Identify the line that contains "Query: person paddling" in the material. Output it and every line after it, unchanged, through the end.

-- Source records follows --

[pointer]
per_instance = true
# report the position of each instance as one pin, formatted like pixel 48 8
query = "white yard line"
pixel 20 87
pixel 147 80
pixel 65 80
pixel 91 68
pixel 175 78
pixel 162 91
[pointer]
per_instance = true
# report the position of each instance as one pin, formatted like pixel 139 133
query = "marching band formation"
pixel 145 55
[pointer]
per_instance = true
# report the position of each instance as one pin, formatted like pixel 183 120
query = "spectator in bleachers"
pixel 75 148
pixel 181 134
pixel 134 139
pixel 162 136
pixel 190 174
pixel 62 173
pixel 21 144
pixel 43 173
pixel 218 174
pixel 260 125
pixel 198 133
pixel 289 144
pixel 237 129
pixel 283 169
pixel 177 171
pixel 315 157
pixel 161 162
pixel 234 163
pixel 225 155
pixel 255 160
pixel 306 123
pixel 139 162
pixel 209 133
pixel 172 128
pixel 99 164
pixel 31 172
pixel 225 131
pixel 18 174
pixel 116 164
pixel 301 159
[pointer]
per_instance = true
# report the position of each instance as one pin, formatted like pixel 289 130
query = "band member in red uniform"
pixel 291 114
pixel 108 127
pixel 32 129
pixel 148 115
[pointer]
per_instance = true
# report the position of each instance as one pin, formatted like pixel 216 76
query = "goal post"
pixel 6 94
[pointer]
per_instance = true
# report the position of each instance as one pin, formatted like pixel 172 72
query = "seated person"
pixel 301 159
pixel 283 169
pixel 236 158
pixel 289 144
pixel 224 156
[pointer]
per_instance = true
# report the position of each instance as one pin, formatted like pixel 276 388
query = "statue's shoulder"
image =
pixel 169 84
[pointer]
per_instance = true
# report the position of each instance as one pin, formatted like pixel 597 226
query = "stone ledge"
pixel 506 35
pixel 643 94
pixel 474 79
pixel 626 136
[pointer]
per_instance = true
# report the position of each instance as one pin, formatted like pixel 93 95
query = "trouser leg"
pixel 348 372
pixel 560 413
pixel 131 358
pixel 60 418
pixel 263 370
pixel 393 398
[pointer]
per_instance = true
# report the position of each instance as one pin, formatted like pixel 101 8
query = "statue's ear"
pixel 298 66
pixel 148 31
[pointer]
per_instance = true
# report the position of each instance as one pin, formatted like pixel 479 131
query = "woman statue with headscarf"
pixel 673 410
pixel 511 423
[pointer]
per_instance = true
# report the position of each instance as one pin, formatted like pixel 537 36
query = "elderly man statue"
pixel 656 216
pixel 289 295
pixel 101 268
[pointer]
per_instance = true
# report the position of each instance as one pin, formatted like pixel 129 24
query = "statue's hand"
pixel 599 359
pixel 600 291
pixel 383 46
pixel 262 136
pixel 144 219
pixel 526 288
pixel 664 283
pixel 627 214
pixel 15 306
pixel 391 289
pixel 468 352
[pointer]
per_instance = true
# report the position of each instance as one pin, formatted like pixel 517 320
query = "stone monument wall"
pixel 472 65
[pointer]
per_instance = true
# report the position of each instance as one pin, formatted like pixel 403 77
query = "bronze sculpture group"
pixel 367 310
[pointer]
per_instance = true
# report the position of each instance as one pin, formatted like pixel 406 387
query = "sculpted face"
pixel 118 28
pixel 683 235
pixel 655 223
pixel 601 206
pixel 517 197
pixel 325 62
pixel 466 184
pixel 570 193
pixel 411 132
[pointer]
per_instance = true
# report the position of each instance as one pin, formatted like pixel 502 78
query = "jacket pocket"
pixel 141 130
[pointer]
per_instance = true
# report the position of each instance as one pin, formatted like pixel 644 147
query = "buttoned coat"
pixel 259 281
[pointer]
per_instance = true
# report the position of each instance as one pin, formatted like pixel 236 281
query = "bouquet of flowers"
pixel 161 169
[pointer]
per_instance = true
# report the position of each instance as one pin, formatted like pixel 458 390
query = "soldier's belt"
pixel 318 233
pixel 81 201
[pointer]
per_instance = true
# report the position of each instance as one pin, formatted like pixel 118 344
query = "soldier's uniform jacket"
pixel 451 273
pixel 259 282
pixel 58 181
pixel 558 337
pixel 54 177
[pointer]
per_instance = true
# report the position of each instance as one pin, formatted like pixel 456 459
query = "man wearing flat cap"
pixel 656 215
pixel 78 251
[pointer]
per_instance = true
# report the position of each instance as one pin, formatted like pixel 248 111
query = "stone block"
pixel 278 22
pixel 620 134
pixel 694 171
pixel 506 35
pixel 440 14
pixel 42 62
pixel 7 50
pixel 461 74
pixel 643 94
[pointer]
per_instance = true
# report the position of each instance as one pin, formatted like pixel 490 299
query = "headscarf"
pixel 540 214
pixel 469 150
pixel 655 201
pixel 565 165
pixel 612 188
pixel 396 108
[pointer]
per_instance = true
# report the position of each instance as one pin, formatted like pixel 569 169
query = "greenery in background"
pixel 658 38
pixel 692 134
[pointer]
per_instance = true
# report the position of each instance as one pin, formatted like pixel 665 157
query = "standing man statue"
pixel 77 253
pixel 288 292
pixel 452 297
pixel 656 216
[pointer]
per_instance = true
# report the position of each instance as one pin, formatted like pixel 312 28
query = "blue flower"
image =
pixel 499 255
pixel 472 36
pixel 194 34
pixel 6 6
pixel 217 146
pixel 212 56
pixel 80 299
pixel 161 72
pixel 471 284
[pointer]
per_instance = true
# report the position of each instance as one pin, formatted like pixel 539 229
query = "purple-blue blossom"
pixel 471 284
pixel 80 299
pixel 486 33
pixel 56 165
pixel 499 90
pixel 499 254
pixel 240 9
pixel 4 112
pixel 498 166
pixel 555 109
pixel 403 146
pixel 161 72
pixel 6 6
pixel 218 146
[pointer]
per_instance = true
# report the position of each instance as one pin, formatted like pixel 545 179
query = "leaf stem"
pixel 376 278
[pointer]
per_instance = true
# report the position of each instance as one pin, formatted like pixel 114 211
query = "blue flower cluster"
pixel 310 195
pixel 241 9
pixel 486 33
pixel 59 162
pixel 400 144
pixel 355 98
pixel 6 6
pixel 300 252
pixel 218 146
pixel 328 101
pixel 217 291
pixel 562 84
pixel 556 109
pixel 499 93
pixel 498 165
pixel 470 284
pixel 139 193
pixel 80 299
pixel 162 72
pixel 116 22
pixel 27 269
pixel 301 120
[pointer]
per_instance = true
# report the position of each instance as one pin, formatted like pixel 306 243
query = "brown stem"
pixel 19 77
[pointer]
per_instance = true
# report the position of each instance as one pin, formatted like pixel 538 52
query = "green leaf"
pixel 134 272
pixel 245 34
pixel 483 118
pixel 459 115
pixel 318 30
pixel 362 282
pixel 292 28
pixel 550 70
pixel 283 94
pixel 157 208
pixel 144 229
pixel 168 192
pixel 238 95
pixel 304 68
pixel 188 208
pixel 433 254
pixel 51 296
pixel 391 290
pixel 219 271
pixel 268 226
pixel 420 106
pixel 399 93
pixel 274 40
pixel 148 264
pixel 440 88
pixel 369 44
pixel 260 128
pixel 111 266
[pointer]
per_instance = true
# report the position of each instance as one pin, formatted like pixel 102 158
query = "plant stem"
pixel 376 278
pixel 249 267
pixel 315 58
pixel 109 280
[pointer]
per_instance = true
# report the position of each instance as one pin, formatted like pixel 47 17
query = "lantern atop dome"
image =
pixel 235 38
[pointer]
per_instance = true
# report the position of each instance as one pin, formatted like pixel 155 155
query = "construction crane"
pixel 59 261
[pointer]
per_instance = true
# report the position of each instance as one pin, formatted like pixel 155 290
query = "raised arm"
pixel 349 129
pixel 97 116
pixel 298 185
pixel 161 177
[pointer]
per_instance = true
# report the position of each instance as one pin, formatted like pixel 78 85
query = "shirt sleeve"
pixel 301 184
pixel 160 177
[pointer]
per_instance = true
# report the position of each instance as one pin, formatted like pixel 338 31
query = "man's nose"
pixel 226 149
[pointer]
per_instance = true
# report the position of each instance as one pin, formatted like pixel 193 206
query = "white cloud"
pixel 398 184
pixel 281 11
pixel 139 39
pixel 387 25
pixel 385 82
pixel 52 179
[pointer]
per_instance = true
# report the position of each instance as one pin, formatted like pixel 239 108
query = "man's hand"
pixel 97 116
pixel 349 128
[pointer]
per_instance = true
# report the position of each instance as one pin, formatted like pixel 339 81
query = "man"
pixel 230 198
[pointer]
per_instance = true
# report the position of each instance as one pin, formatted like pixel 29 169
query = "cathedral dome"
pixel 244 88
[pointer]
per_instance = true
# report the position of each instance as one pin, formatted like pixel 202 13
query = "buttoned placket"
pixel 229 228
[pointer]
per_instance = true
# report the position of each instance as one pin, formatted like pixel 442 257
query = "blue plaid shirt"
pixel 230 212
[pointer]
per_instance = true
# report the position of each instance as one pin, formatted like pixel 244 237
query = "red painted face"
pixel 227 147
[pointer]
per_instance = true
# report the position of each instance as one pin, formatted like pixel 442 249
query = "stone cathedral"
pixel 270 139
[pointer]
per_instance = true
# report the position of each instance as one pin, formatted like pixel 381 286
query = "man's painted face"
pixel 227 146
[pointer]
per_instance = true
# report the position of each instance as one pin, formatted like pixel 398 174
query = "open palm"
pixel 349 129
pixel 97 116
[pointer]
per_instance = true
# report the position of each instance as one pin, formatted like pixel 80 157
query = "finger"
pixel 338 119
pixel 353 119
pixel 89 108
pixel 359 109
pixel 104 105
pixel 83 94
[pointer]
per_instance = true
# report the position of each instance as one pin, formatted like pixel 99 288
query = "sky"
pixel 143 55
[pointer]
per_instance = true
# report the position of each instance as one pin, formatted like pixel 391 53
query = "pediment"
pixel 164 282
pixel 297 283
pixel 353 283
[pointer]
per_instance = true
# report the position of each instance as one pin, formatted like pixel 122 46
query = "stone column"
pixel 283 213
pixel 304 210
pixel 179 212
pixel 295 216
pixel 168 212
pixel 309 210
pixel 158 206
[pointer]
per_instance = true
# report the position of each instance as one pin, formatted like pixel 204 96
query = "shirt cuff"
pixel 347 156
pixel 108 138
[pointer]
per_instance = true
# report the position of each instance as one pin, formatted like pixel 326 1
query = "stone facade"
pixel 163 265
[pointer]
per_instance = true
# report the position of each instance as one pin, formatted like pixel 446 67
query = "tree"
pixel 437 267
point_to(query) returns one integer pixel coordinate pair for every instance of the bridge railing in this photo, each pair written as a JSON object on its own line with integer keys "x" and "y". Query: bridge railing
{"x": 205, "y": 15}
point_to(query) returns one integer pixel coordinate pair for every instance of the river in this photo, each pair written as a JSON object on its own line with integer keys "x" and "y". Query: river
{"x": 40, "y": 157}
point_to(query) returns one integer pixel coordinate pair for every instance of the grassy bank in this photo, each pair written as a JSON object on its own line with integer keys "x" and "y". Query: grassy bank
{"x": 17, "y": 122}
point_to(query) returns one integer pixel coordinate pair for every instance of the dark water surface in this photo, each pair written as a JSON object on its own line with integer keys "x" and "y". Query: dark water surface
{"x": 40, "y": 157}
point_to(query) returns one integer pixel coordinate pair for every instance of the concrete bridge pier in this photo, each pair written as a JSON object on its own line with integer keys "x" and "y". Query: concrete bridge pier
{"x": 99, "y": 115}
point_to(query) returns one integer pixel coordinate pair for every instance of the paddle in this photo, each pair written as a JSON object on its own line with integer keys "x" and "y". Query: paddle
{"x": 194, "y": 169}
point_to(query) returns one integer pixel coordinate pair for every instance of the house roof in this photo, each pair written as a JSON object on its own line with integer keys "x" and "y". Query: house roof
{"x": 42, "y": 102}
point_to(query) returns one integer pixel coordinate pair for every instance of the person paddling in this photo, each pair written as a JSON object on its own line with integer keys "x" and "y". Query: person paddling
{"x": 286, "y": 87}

-- Source records concluded --

Your response>
point_to(query) returns one integer pixel coordinate pair for every instance of the person paddling in this photo, each pair written as a JSON object on its own line with integer keys "x" and "y". Query: person paddling
{"x": 286, "y": 87}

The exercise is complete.